(Phrase grounding data)

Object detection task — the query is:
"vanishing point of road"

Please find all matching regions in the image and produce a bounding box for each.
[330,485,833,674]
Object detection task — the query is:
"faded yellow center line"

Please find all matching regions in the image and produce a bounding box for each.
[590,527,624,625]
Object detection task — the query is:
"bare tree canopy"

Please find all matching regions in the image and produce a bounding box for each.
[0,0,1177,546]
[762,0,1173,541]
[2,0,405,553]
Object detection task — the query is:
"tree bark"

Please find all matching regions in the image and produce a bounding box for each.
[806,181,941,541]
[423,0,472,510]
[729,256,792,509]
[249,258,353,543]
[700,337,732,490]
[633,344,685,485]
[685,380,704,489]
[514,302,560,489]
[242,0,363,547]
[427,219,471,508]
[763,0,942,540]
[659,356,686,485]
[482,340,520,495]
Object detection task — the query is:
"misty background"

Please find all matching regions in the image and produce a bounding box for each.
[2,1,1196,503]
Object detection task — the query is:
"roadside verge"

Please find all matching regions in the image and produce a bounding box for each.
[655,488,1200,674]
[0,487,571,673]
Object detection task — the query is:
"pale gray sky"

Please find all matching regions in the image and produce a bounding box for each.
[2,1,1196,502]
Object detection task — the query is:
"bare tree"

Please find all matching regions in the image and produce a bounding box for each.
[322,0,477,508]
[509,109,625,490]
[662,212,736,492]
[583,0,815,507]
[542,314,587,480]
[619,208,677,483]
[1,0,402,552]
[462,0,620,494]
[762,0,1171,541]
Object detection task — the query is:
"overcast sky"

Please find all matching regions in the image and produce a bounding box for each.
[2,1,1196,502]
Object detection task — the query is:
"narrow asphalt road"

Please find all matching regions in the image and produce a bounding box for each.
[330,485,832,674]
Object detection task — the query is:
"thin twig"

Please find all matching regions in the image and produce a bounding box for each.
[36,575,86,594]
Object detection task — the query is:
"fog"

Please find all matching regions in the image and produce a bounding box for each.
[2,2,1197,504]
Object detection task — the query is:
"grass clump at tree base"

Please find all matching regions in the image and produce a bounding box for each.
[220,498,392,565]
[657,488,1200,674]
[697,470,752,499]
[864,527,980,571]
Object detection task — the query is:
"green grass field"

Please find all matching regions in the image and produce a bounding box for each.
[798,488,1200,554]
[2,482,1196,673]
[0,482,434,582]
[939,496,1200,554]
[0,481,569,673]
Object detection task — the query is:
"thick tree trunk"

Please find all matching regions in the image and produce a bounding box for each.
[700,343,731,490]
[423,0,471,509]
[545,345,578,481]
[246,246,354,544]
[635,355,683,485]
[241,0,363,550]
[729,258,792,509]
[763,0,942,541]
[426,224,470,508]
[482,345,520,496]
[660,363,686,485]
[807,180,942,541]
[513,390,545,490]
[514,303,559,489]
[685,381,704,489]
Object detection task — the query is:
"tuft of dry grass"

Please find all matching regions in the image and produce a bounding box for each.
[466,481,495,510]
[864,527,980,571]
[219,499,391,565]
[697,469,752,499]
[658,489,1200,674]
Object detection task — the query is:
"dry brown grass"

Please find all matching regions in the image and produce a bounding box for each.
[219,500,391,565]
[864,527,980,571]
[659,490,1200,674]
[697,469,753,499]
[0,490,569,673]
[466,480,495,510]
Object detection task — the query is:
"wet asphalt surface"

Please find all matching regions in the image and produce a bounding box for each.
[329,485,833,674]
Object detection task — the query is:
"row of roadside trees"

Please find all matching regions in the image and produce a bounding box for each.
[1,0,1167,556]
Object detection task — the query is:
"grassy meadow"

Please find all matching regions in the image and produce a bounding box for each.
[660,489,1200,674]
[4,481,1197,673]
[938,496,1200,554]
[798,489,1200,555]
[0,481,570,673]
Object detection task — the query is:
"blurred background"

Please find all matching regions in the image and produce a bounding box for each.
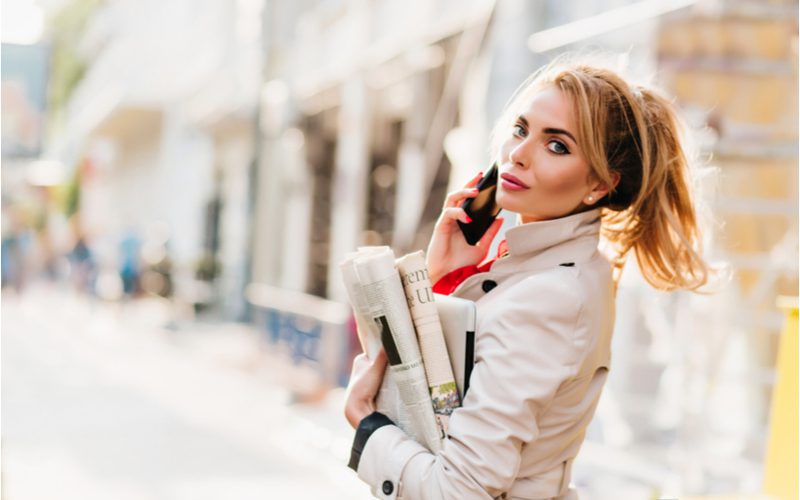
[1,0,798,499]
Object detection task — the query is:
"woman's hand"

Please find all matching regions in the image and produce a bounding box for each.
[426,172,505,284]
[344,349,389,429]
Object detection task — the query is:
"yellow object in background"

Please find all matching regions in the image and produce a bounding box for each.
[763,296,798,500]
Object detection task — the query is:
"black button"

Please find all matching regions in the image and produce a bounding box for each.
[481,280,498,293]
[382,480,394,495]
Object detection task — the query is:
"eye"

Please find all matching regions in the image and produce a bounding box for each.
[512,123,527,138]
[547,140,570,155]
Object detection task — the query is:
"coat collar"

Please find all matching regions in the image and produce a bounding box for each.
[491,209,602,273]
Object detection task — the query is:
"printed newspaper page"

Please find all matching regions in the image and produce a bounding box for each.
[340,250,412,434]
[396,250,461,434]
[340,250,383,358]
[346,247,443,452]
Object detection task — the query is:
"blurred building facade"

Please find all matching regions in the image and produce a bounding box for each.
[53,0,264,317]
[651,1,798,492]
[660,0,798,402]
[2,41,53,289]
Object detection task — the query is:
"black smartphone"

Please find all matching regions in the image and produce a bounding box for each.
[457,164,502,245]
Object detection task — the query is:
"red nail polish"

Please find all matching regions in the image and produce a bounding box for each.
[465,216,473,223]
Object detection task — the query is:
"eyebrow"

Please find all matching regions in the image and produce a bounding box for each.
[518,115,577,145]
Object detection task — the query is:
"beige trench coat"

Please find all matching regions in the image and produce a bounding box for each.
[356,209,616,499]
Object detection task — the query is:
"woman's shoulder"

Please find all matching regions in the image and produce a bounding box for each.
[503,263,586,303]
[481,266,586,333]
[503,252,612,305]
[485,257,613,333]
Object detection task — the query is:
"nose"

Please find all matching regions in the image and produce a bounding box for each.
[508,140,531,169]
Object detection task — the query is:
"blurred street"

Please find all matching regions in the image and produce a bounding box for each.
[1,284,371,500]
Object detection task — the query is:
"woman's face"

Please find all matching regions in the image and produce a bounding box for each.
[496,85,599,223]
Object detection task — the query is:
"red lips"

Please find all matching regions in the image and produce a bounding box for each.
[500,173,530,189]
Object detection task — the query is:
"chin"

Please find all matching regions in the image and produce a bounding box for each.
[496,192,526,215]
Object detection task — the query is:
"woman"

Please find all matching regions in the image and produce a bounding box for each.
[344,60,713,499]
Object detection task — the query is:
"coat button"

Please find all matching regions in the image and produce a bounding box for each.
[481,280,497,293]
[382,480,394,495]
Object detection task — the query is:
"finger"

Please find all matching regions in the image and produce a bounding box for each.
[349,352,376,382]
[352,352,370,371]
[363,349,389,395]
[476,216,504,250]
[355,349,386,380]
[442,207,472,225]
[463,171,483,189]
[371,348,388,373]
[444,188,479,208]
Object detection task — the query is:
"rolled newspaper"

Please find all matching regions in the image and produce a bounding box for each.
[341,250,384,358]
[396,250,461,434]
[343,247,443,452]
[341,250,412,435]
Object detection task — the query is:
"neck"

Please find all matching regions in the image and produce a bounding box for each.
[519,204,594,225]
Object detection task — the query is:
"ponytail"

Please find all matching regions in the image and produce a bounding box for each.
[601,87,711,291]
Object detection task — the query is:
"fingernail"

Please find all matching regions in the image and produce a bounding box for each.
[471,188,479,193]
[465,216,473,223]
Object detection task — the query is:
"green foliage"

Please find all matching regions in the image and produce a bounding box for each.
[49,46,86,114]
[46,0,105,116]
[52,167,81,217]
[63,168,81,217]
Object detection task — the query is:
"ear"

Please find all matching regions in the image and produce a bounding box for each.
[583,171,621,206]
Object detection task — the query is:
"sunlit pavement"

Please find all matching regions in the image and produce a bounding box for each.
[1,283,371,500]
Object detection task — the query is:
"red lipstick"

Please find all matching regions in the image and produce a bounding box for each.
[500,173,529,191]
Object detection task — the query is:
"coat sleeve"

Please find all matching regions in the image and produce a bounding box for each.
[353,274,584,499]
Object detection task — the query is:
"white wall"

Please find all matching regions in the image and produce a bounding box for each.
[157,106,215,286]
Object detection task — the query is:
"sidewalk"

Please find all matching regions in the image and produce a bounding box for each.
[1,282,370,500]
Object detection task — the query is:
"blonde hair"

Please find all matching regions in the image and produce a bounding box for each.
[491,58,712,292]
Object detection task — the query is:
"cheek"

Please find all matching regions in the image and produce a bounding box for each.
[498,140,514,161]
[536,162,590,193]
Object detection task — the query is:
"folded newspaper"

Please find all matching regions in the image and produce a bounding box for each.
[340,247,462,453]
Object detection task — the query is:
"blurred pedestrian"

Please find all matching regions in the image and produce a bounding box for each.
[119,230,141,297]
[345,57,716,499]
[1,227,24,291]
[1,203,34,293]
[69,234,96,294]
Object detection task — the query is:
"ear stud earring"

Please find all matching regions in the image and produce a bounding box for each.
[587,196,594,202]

• What is expected
Scan the data above for the string "blurred". Copy every line in which it appears.

• Solution for this problem
"blurred background"
"blurred building facade"
"blurred street"
"blurred pedestrian"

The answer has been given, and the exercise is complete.